◆ Supplied information
>>>>>

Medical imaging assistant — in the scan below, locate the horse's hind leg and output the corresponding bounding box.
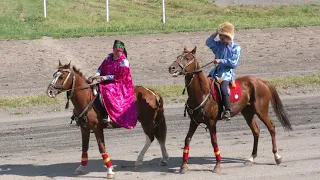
[255,100,282,164]
[94,125,115,179]
[241,106,260,164]
[154,112,169,166]
[74,128,90,174]
[134,132,154,166]
[180,120,198,174]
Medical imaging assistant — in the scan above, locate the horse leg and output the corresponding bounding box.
[180,120,198,174]
[255,100,282,164]
[241,106,260,164]
[74,128,90,174]
[154,112,169,166]
[210,124,221,173]
[94,125,115,179]
[134,133,154,166]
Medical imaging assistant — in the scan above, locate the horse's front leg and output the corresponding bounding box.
[180,120,199,174]
[94,125,115,179]
[74,128,90,174]
[210,123,221,173]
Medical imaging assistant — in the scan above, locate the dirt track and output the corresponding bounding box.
[0,27,320,180]
[0,27,320,96]
[0,96,320,180]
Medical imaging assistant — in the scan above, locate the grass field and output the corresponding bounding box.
[0,0,320,39]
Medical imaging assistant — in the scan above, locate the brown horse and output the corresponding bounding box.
[169,48,292,173]
[47,61,169,178]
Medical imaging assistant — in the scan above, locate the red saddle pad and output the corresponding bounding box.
[211,80,242,103]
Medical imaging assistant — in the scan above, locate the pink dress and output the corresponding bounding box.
[99,54,138,129]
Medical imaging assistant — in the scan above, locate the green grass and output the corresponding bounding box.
[0,0,320,39]
[0,94,61,108]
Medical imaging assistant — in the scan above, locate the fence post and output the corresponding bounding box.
[106,0,109,22]
[43,0,47,18]
[162,0,166,24]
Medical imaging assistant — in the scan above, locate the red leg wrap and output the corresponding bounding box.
[102,153,112,168]
[214,146,221,161]
[183,146,190,162]
[81,153,88,166]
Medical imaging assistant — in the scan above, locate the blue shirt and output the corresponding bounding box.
[206,34,241,81]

<<<<<

◆ Given task
Render every line of the items above as a Markdown table with the columns "Number" and "Entry", one numbered row per line. Skip blank lines and omit the pictures.

◆ Solution
| Number | Entry |
|---|---|
| 1 | Medical imaging assistant — in the scan below, locate the horse's hind leg and output the corresponding bounding box. |
| 2 | [255,100,282,164] |
| 3 | [94,125,115,179] |
| 4 | [241,106,260,164] |
| 5 | [154,112,169,166] |
| 6 | [74,128,90,174] |
| 7 | [134,132,154,166] |
| 8 | [180,120,198,174] |
| 9 | Medical imaging assistant — in the scan above, locate the horse leg and output the corresponding bounding box. |
| 10 | [180,120,198,174] |
| 11 | [255,100,282,164] |
| 12 | [241,106,260,164] |
| 13 | [74,128,90,174] |
| 14 | [154,112,169,166] |
| 15 | [210,124,221,173] |
| 16 | [94,125,115,179] |
| 17 | [134,133,154,166] |
| 18 | Medical imaging assistant — in the scan above, locate the horse's front leg and output the corresponding bounding box. |
| 19 | [180,120,199,174] |
| 20 | [94,125,115,179] |
| 21 | [74,128,90,174] |
| 22 | [210,123,221,173] |
| 23 | Medical imaging assistant — in the scan above, locate the dirt track and output the corresponding bounding box. |
| 24 | [0,27,320,180] |
| 25 | [0,27,320,96] |
| 26 | [0,96,320,180] |
| 27 | Medical imaging assistant — in the scan above, locate the grass field and output the corresponding bounding box. |
| 28 | [0,0,320,39] |
| 29 | Medical imaging assistant — in the scan above, locate the brown horse and output the corresponding bounding box. |
| 30 | [169,48,292,173] |
| 31 | [47,61,169,178] |
| 32 | Medical imaging assistant — in the scan above, locate the red saddle pad and output the corresponding bounding box. |
| 33 | [211,80,242,103] |
| 34 | Medical imaging assistant — in the scan above, locate the pink dress and output the corresponding bounding box. |
| 35 | [99,54,138,129] |
| 36 | Medical imaging assistant — in the scan above, locate the green grass and output the corresponding bounding box. |
| 37 | [0,0,320,39] |
| 38 | [0,94,61,108] |
| 39 | Medical imaging assistant — in the scan above, locate the fence post and output the corresponding bounding box. |
| 40 | [106,0,109,22] |
| 41 | [43,0,47,18] |
| 42 | [162,0,166,24] |
| 43 | Medical imaging assistant — in the scan above, locate the red leg wrap and output the corresponding bounding box. |
| 44 | [102,153,112,168] |
| 45 | [214,146,221,161] |
| 46 | [183,146,190,162] |
| 47 | [81,153,88,166] |
| 48 | Medical imaging assistant — in the scan above, locate the blue shirt and output the corresponding bounding box. |
| 49 | [206,34,241,81] |